- _Work to complete_: Copy, word for word, the lines of the records that start at the line containing "of the station" and end at the final line of the records.
── Working data ──
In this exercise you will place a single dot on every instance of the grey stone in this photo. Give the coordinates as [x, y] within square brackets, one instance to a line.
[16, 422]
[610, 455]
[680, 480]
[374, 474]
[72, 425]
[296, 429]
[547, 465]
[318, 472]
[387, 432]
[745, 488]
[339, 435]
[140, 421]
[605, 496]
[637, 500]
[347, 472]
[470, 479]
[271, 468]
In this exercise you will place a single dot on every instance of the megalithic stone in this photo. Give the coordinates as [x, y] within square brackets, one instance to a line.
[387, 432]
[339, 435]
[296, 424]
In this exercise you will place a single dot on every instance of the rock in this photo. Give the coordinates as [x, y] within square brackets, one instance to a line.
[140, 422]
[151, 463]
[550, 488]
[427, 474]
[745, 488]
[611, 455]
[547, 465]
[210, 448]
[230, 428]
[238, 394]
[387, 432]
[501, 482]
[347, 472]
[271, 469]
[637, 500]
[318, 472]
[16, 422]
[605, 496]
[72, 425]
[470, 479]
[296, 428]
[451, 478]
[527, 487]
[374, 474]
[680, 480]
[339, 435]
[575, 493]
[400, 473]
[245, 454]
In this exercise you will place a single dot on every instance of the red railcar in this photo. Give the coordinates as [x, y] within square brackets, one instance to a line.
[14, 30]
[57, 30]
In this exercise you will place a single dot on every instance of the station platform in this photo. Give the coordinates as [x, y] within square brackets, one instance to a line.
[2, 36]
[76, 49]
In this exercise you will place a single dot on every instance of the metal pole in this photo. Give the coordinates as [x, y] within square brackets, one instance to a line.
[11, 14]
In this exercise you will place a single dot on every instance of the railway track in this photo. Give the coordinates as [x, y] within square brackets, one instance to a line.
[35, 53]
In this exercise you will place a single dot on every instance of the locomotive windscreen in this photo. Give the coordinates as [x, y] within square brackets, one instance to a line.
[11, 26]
───
- _Exercise answer_:
In this exercise you will place a single dot on every instance of the station platform in this photo. Give the coordinates as [x, y] within square brackets, one instance to a line.
[2, 36]
[76, 49]
In this exercise you will place a single dot on every instance of the metal pole in this photo. Give the coordinates as [x, y] within square brackets, one instance to a line.
[11, 14]
In this exercise you will place a single dot on every instance of the railway track in this photo. Give the coordinates as [x, y] within square brackets, one instance to a line.
[35, 53]
In this exercise you will place a single dot on every instance of the locomotive windscreen in this photo. Give the coordinates as [x, y] within square brackets, one instance to a line.
[11, 26]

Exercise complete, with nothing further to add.